**Metin:**
-=-=-=-=-

Sanatsız bir toplum düşünülemez. Toplumun içerisinde kendini bulduğu bir mecradır, sanat. Her bir parçası, hayatın içerisinde kendine yer edinir. Sanat, hayattan bir kesit alıp onu topluma kazandırmaktır. Sanat, toplumun aynasıdır.

Sanatın belli öğeleri vardır. Müzik, resim, halk oyunları, filmler, tiyatro vs. bunları daha çok uzatabiliriz. Ama burada bahsetmek istediğim; tiyatro. Hayattan kesitler alınıp toluma uyarlanabildiği vakit, sanat olur. Sanat, toplumun aynası; yani topluma addedilmediği vakit sanat olmaz. Topluma kazandırılması gerekir. İster komedi olsun ister dram olsun hayatın her alanında karşımıza çıkmaktadır. Toplumun tamamına uyarlanabildiği vakit, toplum; sanatın içerisinde kendine yer bulur. İçerisinde bulunan olaylara, kendisinden bir şeyler katar. Tiyatroda böyle bir şeydir.

Asırlar boyunca farklı medeniyetlerin hayatlarını konu alıp, toplumun yaşamını bize sunmaya devam eden tiyatro, günümüzde değeri git gide azalmaktadır. Tiyatroya verilen önem, toplumun sanat anlayışını değiştirmektedir. Bu da insanlarımızın hayat felsefelerini değiştirmektedir. Tiyatroya olan rağbet azalmakta, filmlere olan merak artmaktadır. Biri olmadan diğeri olmaz, ama görsel efektlere duyulan haz tiyatroya olan ilginin azalmasının en önemli sebebidir. Hâlbuki tiyatro, canlı canlı oynanan, hayatın birebir kopyası olan, sahnedeki insanların o anki ruh halini bedenimizde hissetmememize olanak sağlayan bir sanattır.

-=-=-=-=-

**Veri listesi:**
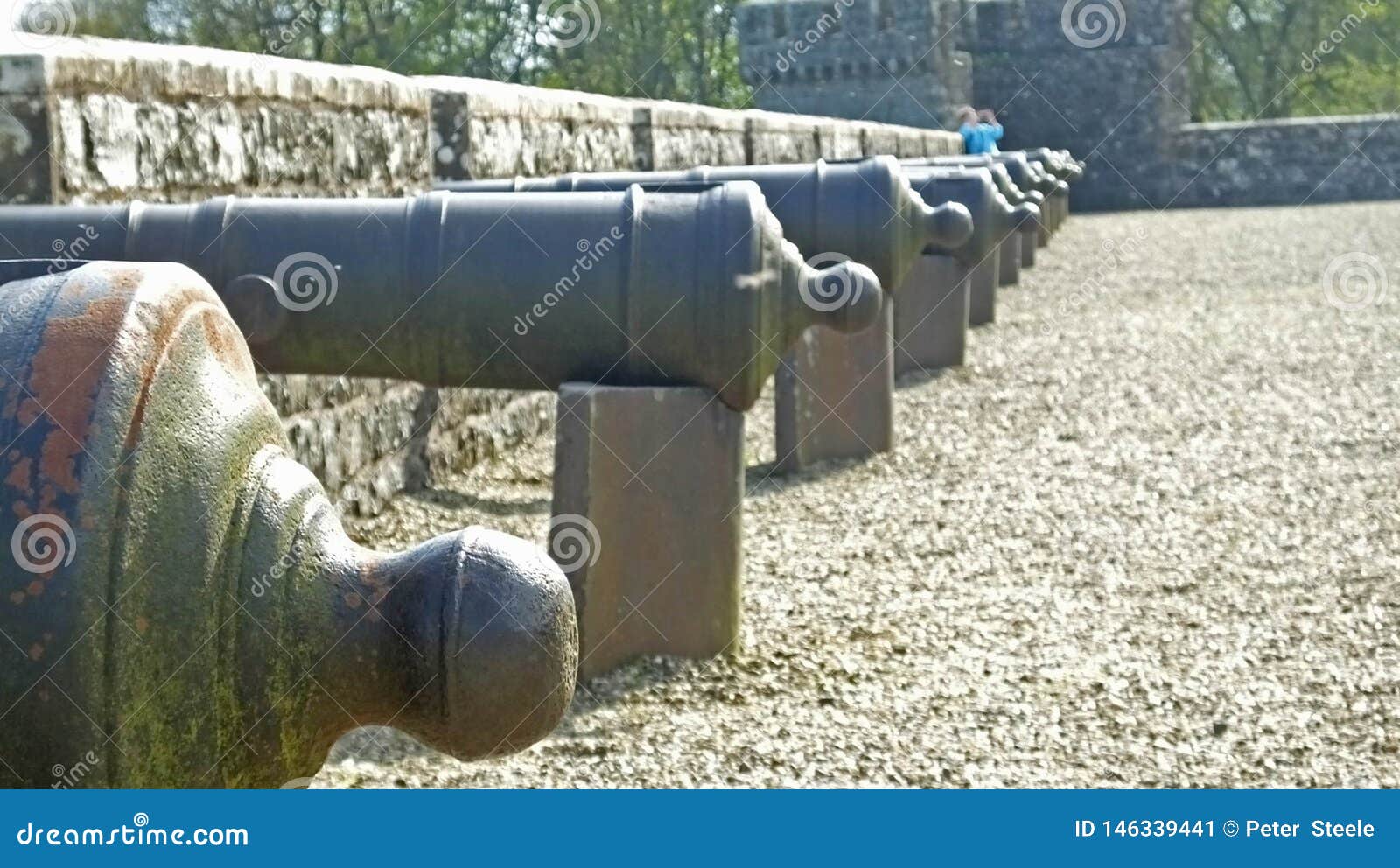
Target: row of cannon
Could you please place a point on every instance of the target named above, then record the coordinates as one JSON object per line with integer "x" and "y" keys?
{"x": 182, "y": 606}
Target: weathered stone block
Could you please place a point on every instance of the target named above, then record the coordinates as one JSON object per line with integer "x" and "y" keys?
{"x": 648, "y": 494}
{"x": 986, "y": 277}
{"x": 833, "y": 396}
{"x": 489, "y": 130}
{"x": 931, "y": 315}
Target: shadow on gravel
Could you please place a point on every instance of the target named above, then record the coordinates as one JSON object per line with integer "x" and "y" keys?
{"x": 765, "y": 480}
{"x": 917, "y": 378}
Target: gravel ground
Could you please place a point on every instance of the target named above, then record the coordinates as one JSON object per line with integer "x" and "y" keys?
{"x": 1148, "y": 536}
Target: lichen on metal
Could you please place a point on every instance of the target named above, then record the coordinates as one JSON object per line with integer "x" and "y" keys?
{"x": 191, "y": 609}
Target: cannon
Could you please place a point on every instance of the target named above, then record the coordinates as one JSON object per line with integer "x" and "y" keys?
{"x": 1029, "y": 172}
{"x": 182, "y": 606}
{"x": 996, "y": 221}
{"x": 630, "y": 287}
{"x": 863, "y": 209}
{"x": 1019, "y": 251}
{"x": 1026, "y": 172}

-=-=-=-=-

**Yazılı görevler:**
• 1. Metinden "Sanatın belli öğeleri" sözleriyle başlayan ve "böyle bir şeydir." sözleriyle biten bölümü hiçbir değişiklik yapmadan kopyalayın.
• 2. Şu ifadeler metinle uyuşuyor mu: (a) Tiyatronun değeri günümüzde giderek azalmaktadır. (b) Filmlere olan merak azalmaktadır. (c) Sanat, toplumun aynasıdır. Her biri için evet ya da hayır deyin ve metindeki belirleyici sözleri aynen alıntılayın.

**Yanıtlar:**
• 1.
Sanatın belli öğeleri vardır. Müzik, resim, halk oyunları, filmler, tiyatro vs. bunları daha çok uzatabiliriz. Ama burada bahsetmek istediğim; tiyatro. Hayattan kesitler alınıp toluma uyarlanabildiği vakit, sanat olur. Sanat, toplumun aynası; yani topluma addedilmediği vakit sanat olmaz. Topluma kazandırılması gerekir. İster komedi olsun ister dram olsun hayatın her alanında karşımıza çıkmaktadır. Toplumun tamamına uyarlanabildiği vakit, toplum; sanatın içerisinde kendine yer bulur. İçerisinde bulunan olaylara, kendisinden bir şeyler katar. Tiyatroda böyle bir şeydir.

• 2.
(a) Evet: "günümüzde değeri git gide azalmaktadır"
(b) Hayır: "filmlere olan merak artmaktadır"
(c) Evet: "Sanat, toplumun aynasıdır."